── Records supplied

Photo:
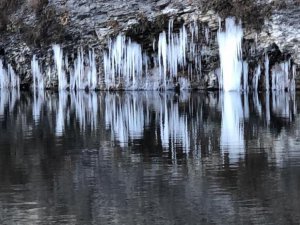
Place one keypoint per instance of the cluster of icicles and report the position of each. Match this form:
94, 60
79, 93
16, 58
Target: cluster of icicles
126, 66
234, 71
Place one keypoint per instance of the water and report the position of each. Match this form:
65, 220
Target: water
149, 158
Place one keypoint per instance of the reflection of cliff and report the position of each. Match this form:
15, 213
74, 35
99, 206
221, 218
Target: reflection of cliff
172, 162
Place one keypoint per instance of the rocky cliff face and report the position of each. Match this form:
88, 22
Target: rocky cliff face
31, 27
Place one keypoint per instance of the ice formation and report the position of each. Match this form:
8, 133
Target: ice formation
8, 78
37, 76
230, 52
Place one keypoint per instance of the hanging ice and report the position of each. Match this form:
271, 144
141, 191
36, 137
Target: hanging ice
230, 55
267, 72
8, 78
37, 76
123, 63
61, 76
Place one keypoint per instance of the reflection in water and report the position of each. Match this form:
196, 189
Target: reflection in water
149, 158
232, 134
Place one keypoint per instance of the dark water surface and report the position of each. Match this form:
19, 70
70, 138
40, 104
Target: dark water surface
149, 158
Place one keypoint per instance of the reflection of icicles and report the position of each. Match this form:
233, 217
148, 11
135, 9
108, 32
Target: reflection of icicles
256, 78
246, 105
232, 134
280, 77
283, 104
128, 115
85, 106
268, 116
230, 54
245, 76
173, 126
60, 115
257, 103
125, 116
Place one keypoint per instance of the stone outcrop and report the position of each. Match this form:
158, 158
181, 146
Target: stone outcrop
31, 27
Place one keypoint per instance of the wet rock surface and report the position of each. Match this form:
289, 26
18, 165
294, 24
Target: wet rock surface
31, 27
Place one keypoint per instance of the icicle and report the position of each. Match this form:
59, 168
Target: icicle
123, 61
207, 35
245, 76
58, 58
267, 72
230, 54
256, 78
8, 78
38, 80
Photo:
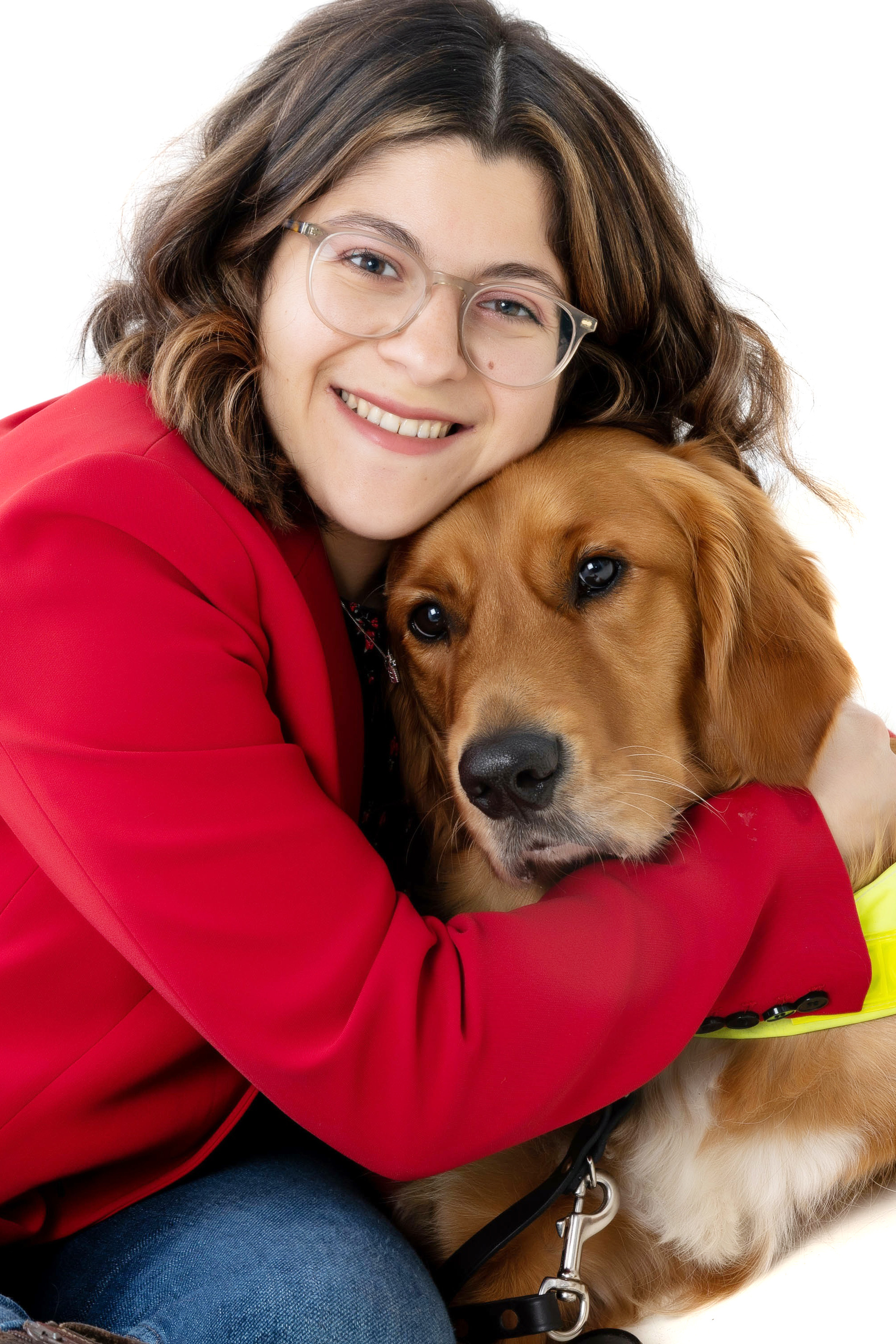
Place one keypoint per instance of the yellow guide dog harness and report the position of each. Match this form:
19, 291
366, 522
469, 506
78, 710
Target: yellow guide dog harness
876, 906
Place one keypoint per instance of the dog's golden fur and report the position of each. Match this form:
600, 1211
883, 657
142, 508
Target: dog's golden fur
711, 662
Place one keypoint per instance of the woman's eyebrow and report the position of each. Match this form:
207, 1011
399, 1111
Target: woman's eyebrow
389, 229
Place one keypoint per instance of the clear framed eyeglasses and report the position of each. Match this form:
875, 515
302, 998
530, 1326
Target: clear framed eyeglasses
365, 285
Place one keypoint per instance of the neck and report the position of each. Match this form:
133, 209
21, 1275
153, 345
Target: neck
355, 561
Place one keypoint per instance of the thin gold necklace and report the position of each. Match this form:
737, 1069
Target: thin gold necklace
392, 666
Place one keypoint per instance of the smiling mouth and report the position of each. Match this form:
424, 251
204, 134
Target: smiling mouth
406, 428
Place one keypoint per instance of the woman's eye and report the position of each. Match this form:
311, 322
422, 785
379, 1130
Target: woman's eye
428, 621
373, 264
509, 307
597, 574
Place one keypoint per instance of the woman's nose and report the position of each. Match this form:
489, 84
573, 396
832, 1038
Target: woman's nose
431, 347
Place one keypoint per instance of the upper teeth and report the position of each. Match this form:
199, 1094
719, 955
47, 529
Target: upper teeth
409, 428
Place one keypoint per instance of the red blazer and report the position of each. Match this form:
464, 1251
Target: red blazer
190, 913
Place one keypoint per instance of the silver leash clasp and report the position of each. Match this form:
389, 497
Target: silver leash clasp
575, 1232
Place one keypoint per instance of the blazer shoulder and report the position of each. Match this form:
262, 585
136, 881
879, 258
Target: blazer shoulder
104, 455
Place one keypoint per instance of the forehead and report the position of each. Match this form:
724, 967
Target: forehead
544, 511
466, 211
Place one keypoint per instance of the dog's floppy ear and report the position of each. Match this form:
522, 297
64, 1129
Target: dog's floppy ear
774, 671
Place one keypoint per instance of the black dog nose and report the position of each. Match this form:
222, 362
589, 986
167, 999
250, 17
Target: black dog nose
511, 775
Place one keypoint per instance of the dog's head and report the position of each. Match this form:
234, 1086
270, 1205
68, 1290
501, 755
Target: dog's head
595, 638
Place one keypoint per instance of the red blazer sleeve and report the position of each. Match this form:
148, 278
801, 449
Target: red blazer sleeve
144, 769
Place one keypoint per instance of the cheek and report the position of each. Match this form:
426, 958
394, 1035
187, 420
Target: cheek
521, 422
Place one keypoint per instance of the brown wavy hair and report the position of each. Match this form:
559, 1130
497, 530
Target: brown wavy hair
671, 358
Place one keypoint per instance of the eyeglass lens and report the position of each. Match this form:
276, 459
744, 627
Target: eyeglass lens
370, 287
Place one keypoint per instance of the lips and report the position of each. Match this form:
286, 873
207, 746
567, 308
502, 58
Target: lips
406, 426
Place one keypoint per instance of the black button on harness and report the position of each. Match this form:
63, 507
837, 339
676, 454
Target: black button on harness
778, 1012
813, 1002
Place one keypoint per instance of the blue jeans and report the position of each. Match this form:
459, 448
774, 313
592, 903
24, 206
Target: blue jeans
271, 1248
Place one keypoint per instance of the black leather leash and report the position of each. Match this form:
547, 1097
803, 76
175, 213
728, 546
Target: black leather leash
535, 1314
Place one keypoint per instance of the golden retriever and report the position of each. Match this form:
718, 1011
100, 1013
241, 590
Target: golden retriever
632, 628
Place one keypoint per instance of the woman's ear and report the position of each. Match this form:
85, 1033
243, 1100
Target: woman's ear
774, 671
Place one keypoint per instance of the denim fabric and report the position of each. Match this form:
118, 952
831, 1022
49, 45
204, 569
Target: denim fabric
276, 1248
10, 1314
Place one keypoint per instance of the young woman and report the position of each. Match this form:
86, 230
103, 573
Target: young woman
413, 241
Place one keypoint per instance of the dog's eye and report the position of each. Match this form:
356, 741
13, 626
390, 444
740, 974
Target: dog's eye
597, 574
428, 621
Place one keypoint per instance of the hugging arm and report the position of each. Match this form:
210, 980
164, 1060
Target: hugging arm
143, 768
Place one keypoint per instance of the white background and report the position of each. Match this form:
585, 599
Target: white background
778, 116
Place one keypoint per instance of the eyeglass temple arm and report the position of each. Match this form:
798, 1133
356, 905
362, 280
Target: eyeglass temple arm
585, 322
302, 228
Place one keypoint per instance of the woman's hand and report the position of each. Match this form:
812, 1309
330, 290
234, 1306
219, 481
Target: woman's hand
853, 783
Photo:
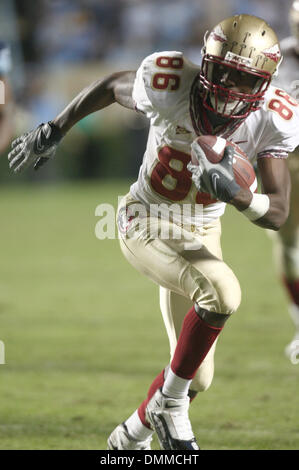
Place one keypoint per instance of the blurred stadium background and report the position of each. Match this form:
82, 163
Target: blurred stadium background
83, 335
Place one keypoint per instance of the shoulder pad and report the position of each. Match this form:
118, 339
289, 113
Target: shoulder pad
163, 83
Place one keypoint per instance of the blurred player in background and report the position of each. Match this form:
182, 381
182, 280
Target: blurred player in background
286, 241
6, 111
230, 96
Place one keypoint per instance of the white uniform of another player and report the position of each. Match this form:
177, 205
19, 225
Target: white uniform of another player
186, 275
286, 241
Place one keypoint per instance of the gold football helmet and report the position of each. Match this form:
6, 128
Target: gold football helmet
240, 56
294, 19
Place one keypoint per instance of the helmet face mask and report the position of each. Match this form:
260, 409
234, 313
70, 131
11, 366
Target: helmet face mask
231, 90
294, 20
240, 56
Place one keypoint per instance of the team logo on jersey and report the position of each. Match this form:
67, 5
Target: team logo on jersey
181, 130
273, 53
218, 34
238, 59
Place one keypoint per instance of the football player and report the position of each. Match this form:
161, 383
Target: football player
286, 241
228, 95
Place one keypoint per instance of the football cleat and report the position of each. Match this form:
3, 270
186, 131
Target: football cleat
292, 349
120, 439
169, 418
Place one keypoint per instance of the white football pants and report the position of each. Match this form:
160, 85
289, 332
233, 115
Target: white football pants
184, 275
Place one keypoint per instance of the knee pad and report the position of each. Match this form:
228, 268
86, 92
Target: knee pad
220, 293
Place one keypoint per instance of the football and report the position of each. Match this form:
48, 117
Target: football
214, 147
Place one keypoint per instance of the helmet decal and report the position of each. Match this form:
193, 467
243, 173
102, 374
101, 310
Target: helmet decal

────

The task: Within the records above, count each line holding "decal". Write down only the number.

Your solution: 2